Referring expression data:
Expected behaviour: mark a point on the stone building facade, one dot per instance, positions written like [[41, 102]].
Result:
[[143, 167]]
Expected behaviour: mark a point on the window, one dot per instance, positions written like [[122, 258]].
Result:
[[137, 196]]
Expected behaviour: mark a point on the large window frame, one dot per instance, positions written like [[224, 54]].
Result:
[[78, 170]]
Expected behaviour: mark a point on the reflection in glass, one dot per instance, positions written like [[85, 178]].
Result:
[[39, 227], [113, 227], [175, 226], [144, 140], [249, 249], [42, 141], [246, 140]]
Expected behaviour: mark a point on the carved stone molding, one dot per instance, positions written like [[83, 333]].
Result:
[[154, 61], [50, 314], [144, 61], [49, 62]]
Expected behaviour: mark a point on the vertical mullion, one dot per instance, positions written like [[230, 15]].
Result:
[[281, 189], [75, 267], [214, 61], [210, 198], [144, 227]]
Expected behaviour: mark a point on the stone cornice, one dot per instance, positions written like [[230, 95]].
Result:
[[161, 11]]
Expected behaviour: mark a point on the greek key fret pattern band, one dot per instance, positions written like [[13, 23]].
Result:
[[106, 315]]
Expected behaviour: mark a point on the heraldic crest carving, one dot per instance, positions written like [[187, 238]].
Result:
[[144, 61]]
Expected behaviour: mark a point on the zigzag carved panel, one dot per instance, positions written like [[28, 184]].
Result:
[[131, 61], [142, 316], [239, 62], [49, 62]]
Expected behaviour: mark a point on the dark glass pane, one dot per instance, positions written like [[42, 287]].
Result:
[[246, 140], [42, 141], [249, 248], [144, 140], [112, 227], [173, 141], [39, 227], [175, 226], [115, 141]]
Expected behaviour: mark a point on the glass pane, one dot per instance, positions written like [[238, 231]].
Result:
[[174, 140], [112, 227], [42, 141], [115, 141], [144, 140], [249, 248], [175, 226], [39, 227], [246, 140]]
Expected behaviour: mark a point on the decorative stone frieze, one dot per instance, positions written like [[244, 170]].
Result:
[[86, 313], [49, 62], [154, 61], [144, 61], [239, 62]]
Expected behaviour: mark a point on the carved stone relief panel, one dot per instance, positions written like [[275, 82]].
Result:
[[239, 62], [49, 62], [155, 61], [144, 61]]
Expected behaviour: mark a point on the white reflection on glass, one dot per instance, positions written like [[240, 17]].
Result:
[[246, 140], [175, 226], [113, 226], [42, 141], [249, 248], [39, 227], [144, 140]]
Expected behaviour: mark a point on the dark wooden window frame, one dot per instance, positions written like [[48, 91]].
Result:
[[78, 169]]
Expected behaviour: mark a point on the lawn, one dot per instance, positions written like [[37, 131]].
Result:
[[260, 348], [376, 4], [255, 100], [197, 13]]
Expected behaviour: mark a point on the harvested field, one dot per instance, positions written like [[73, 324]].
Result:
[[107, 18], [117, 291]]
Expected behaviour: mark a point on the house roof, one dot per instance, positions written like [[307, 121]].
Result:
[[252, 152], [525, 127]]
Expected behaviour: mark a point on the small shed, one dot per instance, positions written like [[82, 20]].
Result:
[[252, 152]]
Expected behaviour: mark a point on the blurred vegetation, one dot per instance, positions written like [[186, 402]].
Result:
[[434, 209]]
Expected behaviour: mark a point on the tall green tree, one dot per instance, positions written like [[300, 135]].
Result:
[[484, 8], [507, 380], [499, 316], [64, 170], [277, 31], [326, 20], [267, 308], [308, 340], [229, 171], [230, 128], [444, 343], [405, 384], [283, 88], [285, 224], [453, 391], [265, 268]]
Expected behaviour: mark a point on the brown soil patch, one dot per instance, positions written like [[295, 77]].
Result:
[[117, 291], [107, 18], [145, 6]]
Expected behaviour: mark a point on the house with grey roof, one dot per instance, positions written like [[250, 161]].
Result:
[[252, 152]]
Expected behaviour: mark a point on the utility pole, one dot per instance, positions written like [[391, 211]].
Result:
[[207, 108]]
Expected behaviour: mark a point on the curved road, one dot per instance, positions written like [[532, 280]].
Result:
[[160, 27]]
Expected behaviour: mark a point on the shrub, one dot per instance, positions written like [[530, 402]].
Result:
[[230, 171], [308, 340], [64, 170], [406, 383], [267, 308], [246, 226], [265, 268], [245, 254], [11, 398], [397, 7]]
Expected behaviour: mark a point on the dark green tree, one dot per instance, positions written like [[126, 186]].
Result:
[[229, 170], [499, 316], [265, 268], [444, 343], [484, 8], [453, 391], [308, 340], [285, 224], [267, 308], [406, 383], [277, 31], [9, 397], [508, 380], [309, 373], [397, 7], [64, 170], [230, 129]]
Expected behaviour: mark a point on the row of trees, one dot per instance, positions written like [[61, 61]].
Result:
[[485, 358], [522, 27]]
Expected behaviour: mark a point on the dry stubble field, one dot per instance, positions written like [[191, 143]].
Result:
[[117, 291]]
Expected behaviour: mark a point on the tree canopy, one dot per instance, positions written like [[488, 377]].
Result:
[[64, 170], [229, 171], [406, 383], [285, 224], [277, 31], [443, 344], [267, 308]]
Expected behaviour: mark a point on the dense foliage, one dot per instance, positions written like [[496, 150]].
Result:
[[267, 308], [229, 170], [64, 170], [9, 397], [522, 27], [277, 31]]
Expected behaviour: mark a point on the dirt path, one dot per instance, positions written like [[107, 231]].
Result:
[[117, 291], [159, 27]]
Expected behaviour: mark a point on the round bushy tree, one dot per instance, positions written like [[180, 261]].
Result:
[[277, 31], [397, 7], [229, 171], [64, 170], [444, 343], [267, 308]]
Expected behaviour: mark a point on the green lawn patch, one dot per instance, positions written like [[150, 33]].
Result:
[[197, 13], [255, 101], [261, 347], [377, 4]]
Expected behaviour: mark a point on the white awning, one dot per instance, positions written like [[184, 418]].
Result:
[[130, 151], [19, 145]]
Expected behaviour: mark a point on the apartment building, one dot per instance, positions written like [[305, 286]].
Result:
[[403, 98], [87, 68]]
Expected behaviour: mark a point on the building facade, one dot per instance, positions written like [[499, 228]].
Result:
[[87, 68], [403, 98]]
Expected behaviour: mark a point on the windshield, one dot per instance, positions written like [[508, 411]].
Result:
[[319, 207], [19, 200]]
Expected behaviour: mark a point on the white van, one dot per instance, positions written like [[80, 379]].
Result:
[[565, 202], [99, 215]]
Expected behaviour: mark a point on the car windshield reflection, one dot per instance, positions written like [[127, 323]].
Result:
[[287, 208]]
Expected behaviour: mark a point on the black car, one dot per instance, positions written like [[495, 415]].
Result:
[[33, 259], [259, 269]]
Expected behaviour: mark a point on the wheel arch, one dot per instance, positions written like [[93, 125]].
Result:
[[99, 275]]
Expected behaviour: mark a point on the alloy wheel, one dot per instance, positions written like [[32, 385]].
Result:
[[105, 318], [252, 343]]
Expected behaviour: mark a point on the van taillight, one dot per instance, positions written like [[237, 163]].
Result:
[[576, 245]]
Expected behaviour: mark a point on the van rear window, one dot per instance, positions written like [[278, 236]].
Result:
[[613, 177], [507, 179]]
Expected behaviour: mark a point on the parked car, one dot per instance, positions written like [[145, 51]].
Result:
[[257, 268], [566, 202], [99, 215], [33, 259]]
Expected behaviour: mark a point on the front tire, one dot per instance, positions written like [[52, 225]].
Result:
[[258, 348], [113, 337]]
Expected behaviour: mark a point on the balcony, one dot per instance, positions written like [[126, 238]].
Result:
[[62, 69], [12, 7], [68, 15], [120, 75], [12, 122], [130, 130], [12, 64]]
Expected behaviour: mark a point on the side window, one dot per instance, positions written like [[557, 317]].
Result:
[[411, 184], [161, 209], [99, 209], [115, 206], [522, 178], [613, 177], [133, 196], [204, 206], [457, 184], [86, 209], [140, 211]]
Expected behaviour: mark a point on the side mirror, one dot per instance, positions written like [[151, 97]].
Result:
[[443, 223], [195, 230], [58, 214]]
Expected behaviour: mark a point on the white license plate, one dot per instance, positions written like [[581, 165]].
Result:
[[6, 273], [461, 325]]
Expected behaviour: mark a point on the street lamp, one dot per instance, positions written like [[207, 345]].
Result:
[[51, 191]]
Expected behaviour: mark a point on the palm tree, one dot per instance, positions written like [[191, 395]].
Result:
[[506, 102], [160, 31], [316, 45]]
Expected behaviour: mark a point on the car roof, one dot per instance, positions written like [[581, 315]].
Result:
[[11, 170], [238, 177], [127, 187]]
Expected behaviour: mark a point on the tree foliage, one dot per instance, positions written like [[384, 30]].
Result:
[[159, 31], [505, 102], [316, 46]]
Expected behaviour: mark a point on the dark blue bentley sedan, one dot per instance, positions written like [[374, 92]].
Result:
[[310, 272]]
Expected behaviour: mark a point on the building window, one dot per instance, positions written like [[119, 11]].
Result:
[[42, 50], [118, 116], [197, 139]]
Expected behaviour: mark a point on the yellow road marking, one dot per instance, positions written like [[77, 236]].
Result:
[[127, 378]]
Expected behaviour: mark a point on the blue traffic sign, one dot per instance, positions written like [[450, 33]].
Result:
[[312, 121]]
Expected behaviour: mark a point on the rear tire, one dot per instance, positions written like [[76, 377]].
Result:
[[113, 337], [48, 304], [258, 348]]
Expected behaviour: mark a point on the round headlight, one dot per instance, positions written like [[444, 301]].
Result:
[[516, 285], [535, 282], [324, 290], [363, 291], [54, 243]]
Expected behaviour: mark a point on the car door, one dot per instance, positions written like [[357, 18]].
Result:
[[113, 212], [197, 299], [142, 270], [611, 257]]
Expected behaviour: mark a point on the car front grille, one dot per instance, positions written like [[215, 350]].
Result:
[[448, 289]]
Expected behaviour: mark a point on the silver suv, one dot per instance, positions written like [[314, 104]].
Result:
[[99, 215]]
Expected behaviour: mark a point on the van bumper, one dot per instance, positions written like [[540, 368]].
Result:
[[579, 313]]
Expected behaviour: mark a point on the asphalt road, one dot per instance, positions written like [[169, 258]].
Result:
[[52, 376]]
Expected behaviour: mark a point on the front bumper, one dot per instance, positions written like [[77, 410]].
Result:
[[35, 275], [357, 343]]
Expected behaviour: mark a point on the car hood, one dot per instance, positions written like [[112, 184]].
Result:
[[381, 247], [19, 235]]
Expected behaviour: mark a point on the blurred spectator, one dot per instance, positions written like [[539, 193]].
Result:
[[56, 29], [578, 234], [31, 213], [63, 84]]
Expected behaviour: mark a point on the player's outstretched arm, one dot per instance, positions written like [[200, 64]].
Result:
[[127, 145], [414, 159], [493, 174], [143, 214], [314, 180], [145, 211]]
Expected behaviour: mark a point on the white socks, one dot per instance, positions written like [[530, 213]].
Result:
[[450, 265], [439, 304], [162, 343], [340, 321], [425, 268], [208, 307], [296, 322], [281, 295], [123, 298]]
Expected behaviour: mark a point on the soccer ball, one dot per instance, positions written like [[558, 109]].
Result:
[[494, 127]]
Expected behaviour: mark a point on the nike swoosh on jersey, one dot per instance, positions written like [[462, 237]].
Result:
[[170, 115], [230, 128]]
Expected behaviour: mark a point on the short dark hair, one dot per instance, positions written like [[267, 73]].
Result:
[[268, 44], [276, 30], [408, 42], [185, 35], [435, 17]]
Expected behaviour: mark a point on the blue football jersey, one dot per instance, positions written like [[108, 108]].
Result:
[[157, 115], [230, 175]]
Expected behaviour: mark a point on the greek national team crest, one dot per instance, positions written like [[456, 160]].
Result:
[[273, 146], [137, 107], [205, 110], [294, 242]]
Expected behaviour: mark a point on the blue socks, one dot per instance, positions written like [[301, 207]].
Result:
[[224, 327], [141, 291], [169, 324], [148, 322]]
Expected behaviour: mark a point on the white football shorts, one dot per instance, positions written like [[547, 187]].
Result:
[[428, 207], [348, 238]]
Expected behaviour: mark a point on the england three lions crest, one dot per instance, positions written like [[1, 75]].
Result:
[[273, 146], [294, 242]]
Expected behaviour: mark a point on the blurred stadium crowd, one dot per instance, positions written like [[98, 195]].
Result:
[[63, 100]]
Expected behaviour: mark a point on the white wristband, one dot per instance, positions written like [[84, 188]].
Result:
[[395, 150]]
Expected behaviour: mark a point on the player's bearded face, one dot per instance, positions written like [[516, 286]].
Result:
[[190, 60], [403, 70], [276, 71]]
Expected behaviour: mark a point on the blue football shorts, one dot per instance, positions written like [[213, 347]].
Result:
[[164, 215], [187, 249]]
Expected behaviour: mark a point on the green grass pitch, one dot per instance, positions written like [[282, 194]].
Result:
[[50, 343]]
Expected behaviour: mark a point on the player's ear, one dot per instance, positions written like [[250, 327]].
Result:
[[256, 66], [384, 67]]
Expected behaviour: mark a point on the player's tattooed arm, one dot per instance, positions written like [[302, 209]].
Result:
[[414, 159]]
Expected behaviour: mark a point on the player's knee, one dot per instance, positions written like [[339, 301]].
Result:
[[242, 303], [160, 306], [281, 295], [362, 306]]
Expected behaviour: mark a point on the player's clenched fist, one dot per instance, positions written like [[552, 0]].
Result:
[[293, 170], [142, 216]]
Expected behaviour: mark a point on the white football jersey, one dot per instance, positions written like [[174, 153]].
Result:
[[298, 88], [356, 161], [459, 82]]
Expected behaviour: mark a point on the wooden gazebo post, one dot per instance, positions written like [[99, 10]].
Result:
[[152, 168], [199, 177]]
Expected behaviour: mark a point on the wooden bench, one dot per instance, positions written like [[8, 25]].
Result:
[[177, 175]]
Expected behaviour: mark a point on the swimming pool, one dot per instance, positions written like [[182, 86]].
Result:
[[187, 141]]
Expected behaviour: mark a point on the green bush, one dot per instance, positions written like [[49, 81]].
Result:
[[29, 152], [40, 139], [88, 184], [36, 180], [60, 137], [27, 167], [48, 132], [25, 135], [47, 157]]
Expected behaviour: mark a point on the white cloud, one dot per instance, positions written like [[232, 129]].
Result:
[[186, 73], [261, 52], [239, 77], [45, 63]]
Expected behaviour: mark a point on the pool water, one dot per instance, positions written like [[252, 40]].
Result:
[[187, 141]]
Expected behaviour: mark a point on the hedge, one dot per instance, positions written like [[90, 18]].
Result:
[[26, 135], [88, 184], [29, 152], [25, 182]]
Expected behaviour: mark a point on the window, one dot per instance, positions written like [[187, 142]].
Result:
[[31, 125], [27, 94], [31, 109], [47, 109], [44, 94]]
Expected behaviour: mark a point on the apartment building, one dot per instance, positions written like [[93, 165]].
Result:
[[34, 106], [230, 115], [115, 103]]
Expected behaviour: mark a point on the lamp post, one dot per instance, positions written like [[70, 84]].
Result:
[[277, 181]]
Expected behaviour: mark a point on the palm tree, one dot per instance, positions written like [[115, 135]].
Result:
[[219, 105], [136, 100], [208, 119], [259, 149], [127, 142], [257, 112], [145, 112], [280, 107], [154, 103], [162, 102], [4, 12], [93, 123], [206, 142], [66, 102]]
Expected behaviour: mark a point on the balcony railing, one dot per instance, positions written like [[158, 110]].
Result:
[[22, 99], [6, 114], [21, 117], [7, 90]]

## What is needed
How many of the lines above include "frame"? Only the number should be given.

## Problem solution
2